Dataset entries:

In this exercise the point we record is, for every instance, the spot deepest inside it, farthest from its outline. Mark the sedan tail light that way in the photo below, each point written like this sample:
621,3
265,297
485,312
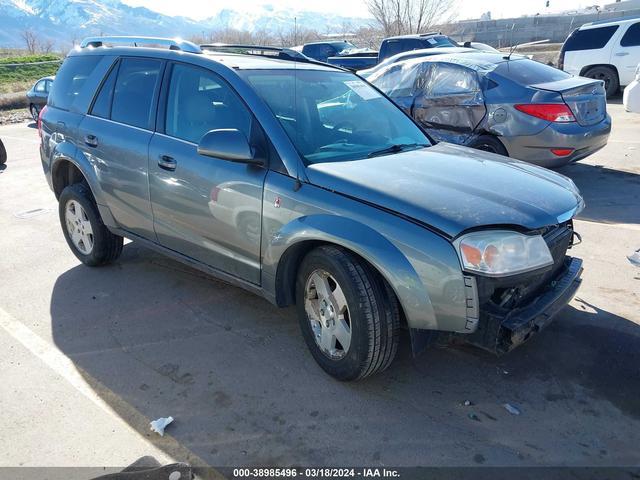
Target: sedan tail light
44,109
552,112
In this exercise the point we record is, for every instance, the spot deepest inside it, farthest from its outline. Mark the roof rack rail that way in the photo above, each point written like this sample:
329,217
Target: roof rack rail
172,43
281,53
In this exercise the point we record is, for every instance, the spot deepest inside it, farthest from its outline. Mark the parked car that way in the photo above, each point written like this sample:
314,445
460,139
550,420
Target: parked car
38,96
359,220
392,46
400,57
607,50
3,154
508,105
631,96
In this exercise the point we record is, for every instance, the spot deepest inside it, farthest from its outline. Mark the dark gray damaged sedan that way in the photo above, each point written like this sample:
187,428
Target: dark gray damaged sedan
256,171
515,107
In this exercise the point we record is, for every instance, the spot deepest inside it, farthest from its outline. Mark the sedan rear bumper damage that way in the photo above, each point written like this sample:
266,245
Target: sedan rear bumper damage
501,333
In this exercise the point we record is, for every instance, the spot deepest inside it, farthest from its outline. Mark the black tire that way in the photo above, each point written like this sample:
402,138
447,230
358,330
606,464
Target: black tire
489,143
35,112
608,75
374,314
107,247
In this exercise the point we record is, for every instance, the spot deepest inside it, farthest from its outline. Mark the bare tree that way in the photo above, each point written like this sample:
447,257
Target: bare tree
30,40
401,17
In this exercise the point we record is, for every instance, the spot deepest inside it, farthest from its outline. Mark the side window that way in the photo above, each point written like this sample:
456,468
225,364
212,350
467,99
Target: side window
452,80
134,90
590,38
102,105
199,101
70,79
631,38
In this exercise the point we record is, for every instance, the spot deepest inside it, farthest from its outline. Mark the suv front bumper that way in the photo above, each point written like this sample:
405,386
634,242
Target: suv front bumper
500,333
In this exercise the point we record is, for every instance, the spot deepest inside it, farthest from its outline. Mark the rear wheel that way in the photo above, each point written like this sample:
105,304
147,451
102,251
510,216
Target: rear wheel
608,75
348,315
489,143
35,112
86,234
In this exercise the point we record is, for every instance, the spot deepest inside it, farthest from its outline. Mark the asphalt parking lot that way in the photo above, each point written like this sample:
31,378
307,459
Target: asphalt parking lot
90,356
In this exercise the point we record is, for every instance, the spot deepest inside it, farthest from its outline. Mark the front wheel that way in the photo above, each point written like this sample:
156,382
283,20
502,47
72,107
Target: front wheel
348,315
87,236
35,112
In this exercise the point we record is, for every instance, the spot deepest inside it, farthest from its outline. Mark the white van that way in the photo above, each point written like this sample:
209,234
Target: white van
608,50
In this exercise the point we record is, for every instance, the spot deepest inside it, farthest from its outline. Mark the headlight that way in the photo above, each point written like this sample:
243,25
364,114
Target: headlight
498,253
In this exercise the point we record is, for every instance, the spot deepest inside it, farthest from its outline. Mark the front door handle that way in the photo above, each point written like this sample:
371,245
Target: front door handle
167,163
91,140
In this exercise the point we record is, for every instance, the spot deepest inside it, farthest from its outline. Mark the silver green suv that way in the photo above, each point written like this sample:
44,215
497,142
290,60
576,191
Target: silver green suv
304,184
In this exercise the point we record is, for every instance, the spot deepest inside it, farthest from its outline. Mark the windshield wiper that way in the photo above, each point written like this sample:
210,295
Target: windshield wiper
397,148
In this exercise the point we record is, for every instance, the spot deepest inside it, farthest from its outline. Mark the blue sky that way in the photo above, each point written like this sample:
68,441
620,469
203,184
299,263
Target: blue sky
467,8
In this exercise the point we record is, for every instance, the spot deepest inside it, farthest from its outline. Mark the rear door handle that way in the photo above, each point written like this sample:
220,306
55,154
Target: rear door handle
91,140
167,163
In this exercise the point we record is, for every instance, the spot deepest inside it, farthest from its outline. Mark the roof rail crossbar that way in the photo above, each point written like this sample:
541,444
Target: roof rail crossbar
172,43
264,50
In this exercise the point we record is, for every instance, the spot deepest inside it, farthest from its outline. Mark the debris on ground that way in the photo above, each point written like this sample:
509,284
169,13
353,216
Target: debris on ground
474,417
511,409
160,424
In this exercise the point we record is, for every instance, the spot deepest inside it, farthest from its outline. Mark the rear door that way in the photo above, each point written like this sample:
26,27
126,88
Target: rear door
449,102
205,208
115,135
626,53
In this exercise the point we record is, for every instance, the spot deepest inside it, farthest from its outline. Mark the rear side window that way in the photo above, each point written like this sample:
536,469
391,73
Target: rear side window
70,79
529,72
631,38
199,101
134,91
590,39
102,105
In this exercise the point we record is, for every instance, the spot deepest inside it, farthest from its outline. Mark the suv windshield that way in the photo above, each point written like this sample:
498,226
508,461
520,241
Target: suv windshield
334,116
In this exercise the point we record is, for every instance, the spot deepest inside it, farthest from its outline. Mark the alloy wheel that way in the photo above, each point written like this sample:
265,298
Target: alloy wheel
328,313
79,227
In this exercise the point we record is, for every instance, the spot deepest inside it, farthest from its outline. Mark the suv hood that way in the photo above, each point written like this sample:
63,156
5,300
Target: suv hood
453,188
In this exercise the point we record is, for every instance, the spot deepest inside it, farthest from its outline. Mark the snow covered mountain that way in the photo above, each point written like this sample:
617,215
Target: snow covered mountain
62,21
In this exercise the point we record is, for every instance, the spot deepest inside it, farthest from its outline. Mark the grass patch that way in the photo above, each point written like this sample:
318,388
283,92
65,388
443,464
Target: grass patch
19,78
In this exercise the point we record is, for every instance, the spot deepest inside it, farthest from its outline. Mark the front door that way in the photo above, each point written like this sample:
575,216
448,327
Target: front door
205,208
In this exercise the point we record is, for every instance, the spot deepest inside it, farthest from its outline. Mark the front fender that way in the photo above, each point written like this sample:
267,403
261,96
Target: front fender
365,242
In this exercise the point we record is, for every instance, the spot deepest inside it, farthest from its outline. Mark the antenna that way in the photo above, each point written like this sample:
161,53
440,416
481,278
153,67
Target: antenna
515,47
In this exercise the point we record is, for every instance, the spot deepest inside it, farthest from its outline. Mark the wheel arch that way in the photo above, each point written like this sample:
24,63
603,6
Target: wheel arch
283,257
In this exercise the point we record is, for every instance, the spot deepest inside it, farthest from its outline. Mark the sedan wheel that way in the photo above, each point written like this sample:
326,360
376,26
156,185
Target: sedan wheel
79,227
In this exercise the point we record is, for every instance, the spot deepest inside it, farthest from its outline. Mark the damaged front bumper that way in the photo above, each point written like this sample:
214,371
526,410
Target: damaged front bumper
500,331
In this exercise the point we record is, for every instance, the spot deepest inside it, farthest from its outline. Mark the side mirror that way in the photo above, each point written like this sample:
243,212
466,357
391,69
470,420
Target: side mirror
228,144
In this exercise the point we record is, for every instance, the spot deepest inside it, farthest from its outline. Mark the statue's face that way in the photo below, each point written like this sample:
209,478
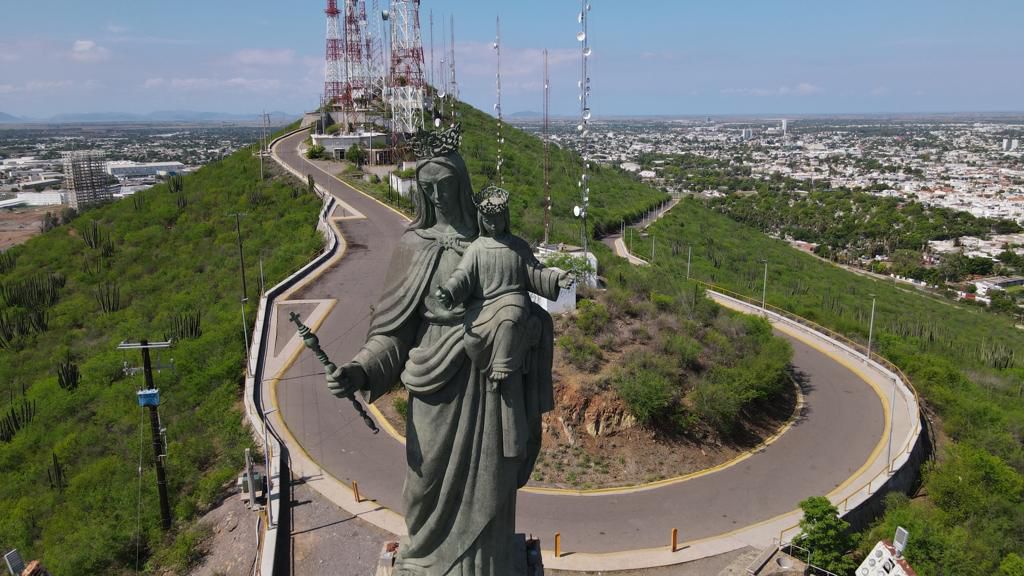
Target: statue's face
440,186
494,224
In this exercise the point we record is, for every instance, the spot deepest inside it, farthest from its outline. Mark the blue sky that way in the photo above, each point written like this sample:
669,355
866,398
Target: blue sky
680,56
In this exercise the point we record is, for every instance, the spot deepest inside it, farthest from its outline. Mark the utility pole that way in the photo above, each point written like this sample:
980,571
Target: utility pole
150,398
764,287
870,330
245,298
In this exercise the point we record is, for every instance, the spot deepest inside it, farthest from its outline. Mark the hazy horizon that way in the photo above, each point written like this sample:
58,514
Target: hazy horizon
791,57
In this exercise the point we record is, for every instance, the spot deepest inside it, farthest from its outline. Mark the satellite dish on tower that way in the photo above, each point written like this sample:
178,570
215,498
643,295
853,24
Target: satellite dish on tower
899,542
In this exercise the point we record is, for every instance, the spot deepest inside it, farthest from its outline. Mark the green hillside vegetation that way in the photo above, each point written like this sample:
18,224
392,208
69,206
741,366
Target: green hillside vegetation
682,361
614,196
853,224
151,266
967,364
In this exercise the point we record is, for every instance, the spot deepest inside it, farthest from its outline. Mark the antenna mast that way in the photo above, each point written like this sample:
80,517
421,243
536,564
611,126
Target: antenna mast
454,88
498,107
547,155
583,127
407,84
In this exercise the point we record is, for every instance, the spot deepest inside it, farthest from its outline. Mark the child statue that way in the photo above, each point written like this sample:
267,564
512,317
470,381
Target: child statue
494,277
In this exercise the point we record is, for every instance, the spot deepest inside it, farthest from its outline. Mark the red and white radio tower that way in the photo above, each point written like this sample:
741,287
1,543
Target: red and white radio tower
334,88
407,83
355,84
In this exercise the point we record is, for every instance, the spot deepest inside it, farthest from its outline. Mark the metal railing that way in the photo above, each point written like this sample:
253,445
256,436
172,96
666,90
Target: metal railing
883,477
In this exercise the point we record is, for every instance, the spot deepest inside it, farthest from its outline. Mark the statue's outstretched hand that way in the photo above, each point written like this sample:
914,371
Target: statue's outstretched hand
346,379
565,280
444,297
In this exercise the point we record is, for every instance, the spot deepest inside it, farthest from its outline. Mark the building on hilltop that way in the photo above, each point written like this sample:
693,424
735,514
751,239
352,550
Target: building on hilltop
85,178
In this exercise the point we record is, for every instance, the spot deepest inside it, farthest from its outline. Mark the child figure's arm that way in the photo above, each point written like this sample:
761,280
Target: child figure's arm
546,282
459,286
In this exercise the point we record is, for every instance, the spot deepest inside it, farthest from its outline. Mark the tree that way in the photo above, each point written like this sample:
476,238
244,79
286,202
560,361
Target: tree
825,535
1013,565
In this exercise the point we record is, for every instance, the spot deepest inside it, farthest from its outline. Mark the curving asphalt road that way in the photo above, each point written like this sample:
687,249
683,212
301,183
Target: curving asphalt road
838,436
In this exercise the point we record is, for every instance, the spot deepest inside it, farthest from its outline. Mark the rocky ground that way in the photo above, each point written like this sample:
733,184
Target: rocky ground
17,225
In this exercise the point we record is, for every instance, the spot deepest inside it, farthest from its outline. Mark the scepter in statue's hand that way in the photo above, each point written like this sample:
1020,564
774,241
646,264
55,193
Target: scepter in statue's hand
312,342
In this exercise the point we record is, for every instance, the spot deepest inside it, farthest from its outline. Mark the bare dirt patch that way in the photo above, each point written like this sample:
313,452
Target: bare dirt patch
18,224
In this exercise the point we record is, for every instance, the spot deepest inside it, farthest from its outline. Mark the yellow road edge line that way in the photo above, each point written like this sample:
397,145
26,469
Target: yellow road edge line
882,397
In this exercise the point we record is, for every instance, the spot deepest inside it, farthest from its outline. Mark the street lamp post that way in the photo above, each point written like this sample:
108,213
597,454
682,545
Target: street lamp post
764,287
892,412
870,329
266,460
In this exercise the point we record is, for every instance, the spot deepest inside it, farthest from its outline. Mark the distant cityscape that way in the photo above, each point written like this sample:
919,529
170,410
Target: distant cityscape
34,162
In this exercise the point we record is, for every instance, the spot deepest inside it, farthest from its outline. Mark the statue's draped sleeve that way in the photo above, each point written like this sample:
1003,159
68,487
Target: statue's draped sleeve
543,281
395,322
461,284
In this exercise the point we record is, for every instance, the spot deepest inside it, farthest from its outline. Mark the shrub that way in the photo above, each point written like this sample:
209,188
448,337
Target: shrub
822,532
581,352
315,152
592,317
685,350
646,392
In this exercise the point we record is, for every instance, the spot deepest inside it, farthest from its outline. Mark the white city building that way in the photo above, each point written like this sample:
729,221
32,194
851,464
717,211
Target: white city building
128,169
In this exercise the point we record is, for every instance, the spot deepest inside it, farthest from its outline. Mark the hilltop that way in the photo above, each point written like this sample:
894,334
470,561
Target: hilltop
161,264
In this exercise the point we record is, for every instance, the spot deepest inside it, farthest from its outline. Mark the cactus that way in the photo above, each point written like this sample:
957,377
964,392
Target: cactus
7,261
19,416
54,474
176,183
35,293
69,375
93,235
187,325
256,197
109,296
20,323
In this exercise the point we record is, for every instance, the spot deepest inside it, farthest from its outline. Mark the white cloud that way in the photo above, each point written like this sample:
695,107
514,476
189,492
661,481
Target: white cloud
87,50
256,56
201,84
36,86
801,89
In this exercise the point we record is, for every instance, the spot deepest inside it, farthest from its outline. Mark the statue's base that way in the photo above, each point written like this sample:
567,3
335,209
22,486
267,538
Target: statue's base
527,557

**Description of the task**.
From the entries, copy every line in which the string "below" can be found.

**Exercise response**.
In this exercise the point we record is, for every instance, the spot deepest inside it, farthest from its outline. Mark the sedan tail light that way in the photo below, each point written like this sample:
In this exercise the point we record is, for every instance, the spot deepest inside it, farthest from its outline. Mark the statue's face that way in the photo below, each point written like this sample:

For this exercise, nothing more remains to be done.